* WRITTEN PROBLEM
Copy out the final stretch of the listing: the line that contains "as [272, 404]." and all lines after it, exactly as they appear.
* * *
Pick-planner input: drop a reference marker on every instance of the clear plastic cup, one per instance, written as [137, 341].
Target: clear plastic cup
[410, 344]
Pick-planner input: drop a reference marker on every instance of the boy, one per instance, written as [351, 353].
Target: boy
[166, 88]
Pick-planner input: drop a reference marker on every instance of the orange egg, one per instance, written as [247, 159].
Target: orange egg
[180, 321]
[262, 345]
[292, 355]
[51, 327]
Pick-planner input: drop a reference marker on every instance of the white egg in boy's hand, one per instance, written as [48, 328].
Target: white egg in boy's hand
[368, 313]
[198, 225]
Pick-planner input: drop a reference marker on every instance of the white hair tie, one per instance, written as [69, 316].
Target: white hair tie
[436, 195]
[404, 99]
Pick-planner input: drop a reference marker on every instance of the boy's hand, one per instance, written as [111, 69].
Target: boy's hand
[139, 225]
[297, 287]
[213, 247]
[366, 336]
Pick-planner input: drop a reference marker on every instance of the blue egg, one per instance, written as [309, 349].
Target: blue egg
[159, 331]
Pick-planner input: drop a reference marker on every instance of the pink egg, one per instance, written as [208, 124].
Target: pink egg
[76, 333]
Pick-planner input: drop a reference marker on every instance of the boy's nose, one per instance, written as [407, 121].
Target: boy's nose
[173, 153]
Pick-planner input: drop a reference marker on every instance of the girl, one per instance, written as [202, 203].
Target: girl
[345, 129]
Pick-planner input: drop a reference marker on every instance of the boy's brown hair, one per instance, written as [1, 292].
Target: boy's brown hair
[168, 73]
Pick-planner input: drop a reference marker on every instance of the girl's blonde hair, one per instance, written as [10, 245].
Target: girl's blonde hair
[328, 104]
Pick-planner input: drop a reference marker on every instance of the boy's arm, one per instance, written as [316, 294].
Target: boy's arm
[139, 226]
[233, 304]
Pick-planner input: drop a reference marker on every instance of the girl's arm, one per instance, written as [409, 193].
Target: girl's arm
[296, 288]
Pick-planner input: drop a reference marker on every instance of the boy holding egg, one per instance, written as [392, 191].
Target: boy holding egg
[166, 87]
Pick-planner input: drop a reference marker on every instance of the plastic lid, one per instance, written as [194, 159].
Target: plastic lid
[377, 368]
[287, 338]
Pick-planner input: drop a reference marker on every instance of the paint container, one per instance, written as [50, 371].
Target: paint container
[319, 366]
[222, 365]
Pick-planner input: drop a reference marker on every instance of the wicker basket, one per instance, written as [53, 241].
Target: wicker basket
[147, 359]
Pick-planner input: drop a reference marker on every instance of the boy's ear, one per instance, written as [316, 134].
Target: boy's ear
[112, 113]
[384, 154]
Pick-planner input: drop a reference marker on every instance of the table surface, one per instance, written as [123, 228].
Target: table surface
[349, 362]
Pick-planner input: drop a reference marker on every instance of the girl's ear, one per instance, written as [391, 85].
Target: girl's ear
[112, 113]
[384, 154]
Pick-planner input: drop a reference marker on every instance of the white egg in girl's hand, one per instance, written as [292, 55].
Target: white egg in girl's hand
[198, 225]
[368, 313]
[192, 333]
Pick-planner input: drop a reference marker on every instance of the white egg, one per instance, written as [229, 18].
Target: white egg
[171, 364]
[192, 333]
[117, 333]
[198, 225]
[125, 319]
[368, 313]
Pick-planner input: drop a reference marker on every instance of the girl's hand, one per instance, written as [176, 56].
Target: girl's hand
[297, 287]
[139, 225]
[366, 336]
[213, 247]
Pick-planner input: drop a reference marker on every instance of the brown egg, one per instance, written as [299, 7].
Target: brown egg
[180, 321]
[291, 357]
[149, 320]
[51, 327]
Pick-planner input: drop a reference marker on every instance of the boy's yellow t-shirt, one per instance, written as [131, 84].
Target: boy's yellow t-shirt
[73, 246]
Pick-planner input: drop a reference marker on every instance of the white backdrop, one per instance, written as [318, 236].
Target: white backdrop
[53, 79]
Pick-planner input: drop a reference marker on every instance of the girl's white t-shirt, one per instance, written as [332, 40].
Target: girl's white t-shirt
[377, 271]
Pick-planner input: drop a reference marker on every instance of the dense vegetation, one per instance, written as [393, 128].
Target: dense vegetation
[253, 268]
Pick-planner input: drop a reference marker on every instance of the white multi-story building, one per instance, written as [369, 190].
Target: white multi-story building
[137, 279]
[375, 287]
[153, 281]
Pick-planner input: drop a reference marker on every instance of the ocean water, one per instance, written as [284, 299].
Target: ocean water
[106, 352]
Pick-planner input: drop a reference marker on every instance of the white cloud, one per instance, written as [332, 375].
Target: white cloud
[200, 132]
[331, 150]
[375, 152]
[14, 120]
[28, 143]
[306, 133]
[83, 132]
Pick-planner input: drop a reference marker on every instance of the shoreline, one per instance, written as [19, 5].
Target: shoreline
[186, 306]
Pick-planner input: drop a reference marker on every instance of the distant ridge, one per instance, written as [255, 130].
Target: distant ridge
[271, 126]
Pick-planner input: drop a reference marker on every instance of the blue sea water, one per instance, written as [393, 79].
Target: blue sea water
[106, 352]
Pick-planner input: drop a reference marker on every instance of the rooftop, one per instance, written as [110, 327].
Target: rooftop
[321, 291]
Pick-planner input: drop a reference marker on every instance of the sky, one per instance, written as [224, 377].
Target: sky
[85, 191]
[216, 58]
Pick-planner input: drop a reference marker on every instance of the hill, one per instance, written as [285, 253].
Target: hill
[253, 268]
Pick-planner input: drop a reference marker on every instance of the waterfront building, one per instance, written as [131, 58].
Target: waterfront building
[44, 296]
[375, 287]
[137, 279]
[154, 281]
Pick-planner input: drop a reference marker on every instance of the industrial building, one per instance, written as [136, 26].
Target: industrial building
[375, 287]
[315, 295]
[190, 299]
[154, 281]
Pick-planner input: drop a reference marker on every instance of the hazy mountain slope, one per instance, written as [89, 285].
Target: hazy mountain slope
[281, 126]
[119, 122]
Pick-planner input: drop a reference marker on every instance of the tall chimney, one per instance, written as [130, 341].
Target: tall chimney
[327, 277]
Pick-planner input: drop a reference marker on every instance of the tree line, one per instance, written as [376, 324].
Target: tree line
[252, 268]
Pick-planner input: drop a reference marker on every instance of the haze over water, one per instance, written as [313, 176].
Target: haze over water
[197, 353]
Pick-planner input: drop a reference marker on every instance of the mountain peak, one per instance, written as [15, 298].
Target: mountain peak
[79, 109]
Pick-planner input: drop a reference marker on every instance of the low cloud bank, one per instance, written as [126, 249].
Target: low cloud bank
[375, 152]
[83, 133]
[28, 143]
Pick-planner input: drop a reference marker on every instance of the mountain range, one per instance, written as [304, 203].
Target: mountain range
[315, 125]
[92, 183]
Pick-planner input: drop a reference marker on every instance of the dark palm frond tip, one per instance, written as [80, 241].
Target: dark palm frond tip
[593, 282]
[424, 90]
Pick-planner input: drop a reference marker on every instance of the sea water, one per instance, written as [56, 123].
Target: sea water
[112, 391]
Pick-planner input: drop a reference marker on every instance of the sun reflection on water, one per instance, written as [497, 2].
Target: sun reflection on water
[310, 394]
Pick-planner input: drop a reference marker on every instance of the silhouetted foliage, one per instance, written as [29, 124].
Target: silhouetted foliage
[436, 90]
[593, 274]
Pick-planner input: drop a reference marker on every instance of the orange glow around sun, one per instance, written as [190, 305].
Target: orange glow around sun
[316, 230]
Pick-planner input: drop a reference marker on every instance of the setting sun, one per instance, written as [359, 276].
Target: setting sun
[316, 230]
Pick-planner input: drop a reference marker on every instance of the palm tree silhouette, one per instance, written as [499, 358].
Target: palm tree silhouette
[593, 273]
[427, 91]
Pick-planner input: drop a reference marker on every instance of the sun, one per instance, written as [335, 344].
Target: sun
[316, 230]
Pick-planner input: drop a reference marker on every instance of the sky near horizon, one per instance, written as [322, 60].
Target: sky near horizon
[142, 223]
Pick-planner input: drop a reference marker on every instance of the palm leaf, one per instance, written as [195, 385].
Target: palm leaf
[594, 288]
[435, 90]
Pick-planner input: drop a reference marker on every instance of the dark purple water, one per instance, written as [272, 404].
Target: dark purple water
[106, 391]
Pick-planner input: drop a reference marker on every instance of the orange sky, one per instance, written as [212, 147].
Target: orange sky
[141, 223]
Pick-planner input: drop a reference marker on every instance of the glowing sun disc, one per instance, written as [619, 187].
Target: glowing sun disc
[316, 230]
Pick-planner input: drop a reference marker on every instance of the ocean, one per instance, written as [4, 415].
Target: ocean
* * *
* WRITTEN ANSWER
Pick-planner input: drop a reference marker on every instance of the dark purple water, one per instance, written as [272, 404].
Target: dark purple water
[106, 391]
Pick-planner input: drop a reference marker on every instance of the orange sky, one per instance, written as [212, 147].
Target: orange sky
[141, 223]
Pick-planner input: drop a reference marker on every instance of the glowing sun disc, one per instance, written as [619, 187].
Target: glowing sun disc
[316, 230]
Pick-planner input: drop a reference marker on every instance of the ocean, one per instance, written as [4, 415].
Target: ocean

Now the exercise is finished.